- [Requirement]: Extract the lines below word for word, leaving the pictures out of your answer.

- [Data entries]:
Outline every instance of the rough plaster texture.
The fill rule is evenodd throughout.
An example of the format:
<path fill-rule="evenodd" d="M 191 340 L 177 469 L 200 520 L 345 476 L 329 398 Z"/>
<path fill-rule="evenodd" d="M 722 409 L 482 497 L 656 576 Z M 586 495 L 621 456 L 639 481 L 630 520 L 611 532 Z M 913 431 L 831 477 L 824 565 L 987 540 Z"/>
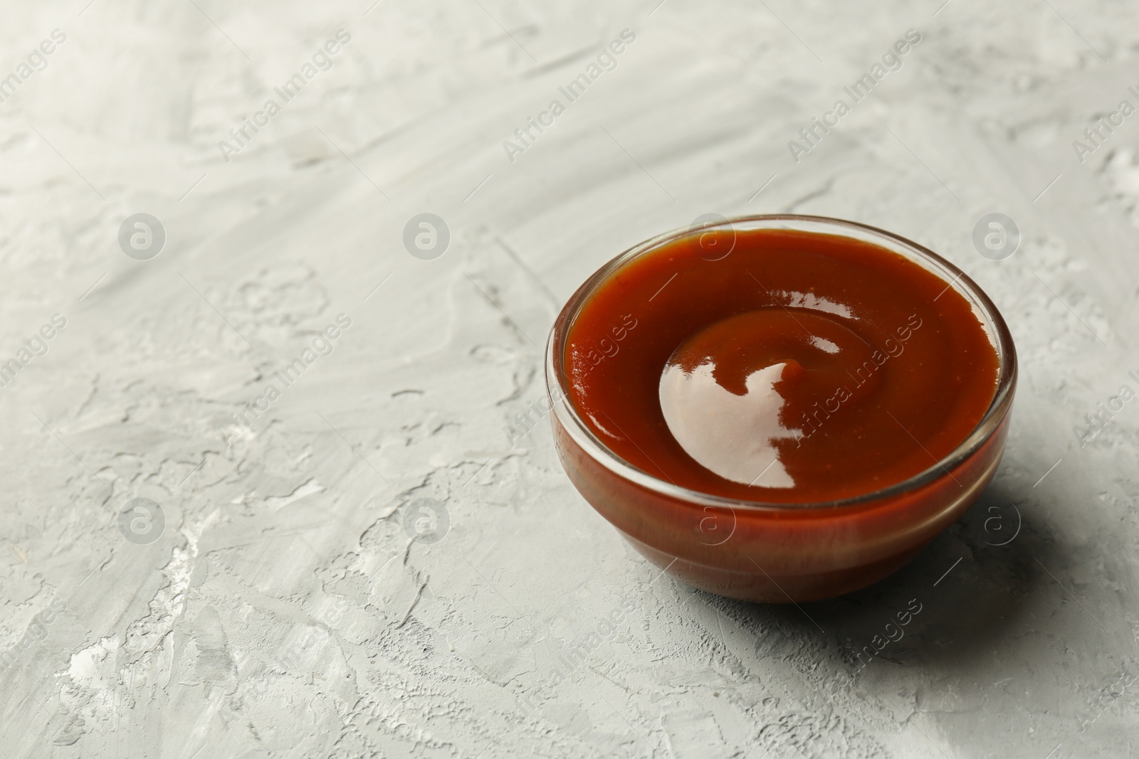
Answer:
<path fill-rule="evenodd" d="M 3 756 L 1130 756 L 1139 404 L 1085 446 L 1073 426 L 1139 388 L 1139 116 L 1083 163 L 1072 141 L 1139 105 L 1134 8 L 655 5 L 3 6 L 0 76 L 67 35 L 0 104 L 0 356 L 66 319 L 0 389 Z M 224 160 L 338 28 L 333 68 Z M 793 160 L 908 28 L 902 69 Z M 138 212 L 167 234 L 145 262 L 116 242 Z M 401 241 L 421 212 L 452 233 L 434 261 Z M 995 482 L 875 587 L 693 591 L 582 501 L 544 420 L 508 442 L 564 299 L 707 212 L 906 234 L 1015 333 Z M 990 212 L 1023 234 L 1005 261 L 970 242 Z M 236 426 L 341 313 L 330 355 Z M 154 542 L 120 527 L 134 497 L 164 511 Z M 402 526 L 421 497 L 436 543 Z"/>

- [Exercise response]:
Outline every instance of the rough plaster texture.
The fill rule is evenodd throughout.
An example of the format:
<path fill-rule="evenodd" d="M 191 340 L 177 469 L 200 520 L 345 476 L 329 398 Z"/>
<path fill-rule="evenodd" d="M 722 409 L 482 497 L 656 576 Z M 586 495 L 621 456 L 639 481 L 630 520 L 611 532 Z M 913 431 L 831 477 L 824 565 L 987 540 Z"/>
Answer:
<path fill-rule="evenodd" d="M 3 756 L 1130 756 L 1139 404 L 1085 446 L 1073 426 L 1139 388 L 1139 116 L 1083 163 L 1072 141 L 1139 105 L 1134 8 L 655 5 L 3 6 L 0 76 L 67 35 L 0 104 L 0 356 L 66 319 L 0 389 Z M 224 160 L 338 28 L 333 68 Z M 793 160 L 908 28 L 902 69 Z M 138 212 L 167 234 L 145 262 L 116 242 Z M 401 241 L 421 212 L 452 233 L 434 261 Z M 995 482 L 875 587 L 693 591 L 582 501 L 544 420 L 508 442 L 564 299 L 707 212 L 906 234 L 1015 333 Z M 990 212 L 1023 234 L 1005 261 L 970 242 Z M 236 426 L 341 313 L 330 355 Z M 154 542 L 120 527 L 134 497 L 164 511 Z M 402 526 L 421 497 L 436 543 Z"/>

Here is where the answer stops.